* _The task_
Swap every "bounding box" in the entries below for "enclosing rectangle", and leave everything else unchanged.

[Stored dataset entries]
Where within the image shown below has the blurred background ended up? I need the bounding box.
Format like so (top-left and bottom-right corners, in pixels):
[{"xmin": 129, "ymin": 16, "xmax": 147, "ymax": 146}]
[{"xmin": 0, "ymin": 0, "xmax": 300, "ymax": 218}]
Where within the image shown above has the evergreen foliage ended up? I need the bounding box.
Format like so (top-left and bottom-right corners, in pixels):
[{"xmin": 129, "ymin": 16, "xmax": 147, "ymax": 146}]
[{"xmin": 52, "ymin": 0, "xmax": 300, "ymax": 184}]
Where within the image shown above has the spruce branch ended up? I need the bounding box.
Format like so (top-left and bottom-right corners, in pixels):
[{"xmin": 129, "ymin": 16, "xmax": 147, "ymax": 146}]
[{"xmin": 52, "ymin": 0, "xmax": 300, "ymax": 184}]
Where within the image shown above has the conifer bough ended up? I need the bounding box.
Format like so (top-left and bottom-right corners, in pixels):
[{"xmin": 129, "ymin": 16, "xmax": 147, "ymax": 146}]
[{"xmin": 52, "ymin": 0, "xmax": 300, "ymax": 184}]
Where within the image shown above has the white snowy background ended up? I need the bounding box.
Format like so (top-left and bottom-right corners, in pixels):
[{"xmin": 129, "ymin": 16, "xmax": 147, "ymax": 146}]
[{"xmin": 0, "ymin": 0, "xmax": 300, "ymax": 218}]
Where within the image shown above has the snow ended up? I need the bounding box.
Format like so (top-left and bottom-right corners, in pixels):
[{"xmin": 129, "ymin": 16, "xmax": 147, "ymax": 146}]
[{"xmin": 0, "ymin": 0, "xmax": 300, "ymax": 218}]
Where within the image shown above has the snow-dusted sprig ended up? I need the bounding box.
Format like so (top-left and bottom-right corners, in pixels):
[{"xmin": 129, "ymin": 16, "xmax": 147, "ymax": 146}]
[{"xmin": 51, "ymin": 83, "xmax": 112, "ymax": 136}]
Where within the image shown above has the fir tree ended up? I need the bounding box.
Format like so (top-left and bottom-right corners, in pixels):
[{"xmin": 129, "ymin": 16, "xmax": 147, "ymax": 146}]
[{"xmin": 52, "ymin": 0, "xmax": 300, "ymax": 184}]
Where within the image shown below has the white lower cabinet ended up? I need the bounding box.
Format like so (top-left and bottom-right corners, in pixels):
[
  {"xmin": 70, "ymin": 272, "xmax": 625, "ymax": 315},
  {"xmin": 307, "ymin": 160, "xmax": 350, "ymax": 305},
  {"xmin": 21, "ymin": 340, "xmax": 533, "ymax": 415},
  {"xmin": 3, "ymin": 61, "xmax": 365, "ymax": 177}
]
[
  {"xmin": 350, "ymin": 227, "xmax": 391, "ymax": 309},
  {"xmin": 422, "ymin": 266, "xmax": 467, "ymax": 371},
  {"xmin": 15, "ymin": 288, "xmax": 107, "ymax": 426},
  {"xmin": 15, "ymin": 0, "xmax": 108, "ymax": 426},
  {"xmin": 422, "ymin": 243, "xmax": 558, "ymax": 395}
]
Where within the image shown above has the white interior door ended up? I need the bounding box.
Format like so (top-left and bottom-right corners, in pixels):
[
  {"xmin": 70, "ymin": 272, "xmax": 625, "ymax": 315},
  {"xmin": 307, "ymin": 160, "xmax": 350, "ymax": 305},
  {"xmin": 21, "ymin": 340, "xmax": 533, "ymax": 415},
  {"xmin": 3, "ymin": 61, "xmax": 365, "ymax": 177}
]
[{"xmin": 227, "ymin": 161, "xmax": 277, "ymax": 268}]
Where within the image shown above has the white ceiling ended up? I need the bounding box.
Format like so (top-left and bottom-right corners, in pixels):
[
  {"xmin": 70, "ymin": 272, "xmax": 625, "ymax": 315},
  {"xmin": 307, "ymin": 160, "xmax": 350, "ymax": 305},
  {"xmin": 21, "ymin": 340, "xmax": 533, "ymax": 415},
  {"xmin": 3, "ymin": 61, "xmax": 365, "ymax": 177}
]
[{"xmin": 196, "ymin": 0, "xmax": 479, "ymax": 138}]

* _Solution_
Where within the image shown below has the blurred background ended up? I need the enclosing rectangle.
Format like so (top-left and bottom-right corners, in pixels):
[{"xmin": 129, "ymin": 16, "xmax": 147, "ymax": 146}]
[{"xmin": 0, "ymin": 0, "xmax": 300, "ymax": 218}]
Where within the image shown above has the evergreen foliage ended up? I need the enclosing rectangle.
Format like so (top-left and bottom-right corners, in pixels):
[{"xmin": 129, "ymin": 16, "xmax": 147, "ymax": 146}]
[{"xmin": 52, "ymin": 0, "xmax": 300, "ymax": 184}]
Where within the image shown above has the spruce branch ended up? I need the enclosing rectangle.
Format like so (top-left and bottom-right corners, in pixels):
[{"xmin": 129, "ymin": 16, "xmax": 147, "ymax": 146}]
[{"xmin": 52, "ymin": 0, "xmax": 300, "ymax": 184}]
Where within the image shown above has the conifer bough ended up? I need the enclosing rectangle.
Format like so (top-left and bottom-right corners, in pixels):
[{"xmin": 129, "ymin": 16, "xmax": 147, "ymax": 146}]
[{"xmin": 52, "ymin": 0, "xmax": 300, "ymax": 184}]
Where within the image shown above has the white snowy background ended up? I need the enclosing rectangle.
Format like so (top-left and bottom-right corners, in pixels):
[{"xmin": 129, "ymin": 16, "xmax": 147, "ymax": 146}]
[{"xmin": 0, "ymin": 0, "xmax": 300, "ymax": 218}]
Where within the image shown above has the snow ended up? I need the enclosing rectangle.
Format like so (top-left and bottom-right corners, in pixels):
[{"xmin": 129, "ymin": 16, "xmax": 147, "ymax": 146}]
[{"xmin": 0, "ymin": 0, "xmax": 300, "ymax": 218}]
Where within the image shown above has the snow-dusted sprig ended up? I need the enclosing rectangle.
Format like so (top-left and bottom-right corners, in pixels):
[{"xmin": 129, "ymin": 16, "xmax": 147, "ymax": 146}]
[{"xmin": 51, "ymin": 83, "xmax": 112, "ymax": 136}]
Where within the image shown above has the fir tree ended up? I need the enclosing rectangle.
Format like so (top-left and bottom-right corners, in pixels):
[{"xmin": 129, "ymin": 16, "xmax": 147, "ymax": 146}]
[{"xmin": 52, "ymin": 0, "xmax": 300, "ymax": 184}]
Where within the image shown below has the white lower cabinet ended up? I need the enclosing rectangle.
Format like so (top-left and bottom-right corners, in pixels):
[
  {"xmin": 70, "ymin": 272, "xmax": 625, "ymax": 315},
  {"xmin": 307, "ymin": 160, "xmax": 350, "ymax": 305},
  {"xmin": 21, "ymin": 340, "xmax": 533, "ymax": 415},
  {"xmin": 3, "ymin": 61, "xmax": 365, "ymax": 177}
]
[
  {"xmin": 350, "ymin": 227, "xmax": 391, "ymax": 309},
  {"xmin": 422, "ymin": 266, "xmax": 467, "ymax": 371},
  {"xmin": 15, "ymin": 288, "xmax": 107, "ymax": 426},
  {"xmin": 15, "ymin": 0, "xmax": 108, "ymax": 426},
  {"xmin": 422, "ymin": 243, "xmax": 558, "ymax": 395}
]
Where within the image shown above has the white interior door ended up? I need the enclosing rectangle.
Format like so (top-left and bottom-right corners, in pixels):
[
  {"xmin": 70, "ymin": 272, "xmax": 625, "ymax": 315},
  {"xmin": 307, "ymin": 160, "xmax": 350, "ymax": 305},
  {"xmin": 21, "ymin": 340, "xmax": 533, "ymax": 415},
  {"xmin": 3, "ymin": 61, "xmax": 365, "ymax": 177}
]
[{"xmin": 227, "ymin": 161, "xmax": 277, "ymax": 268}]
Where within the image shown above has the white ceiling ended up? I need the enclosing rectangle.
Format like so (top-left and bottom-right corners, in pixels):
[
  {"xmin": 70, "ymin": 272, "xmax": 625, "ymax": 315},
  {"xmin": 307, "ymin": 160, "xmax": 350, "ymax": 305},
  {"xmin": 21, "ymin": 340, "xmax": 533, "ymax": 415},
  {"xmin": 3, "ymin": 61, "xmax": 365, "ymax": 177}
]
[{"xmin": 196, "ymin": 0, "xmax": 479, "ymax": 138}]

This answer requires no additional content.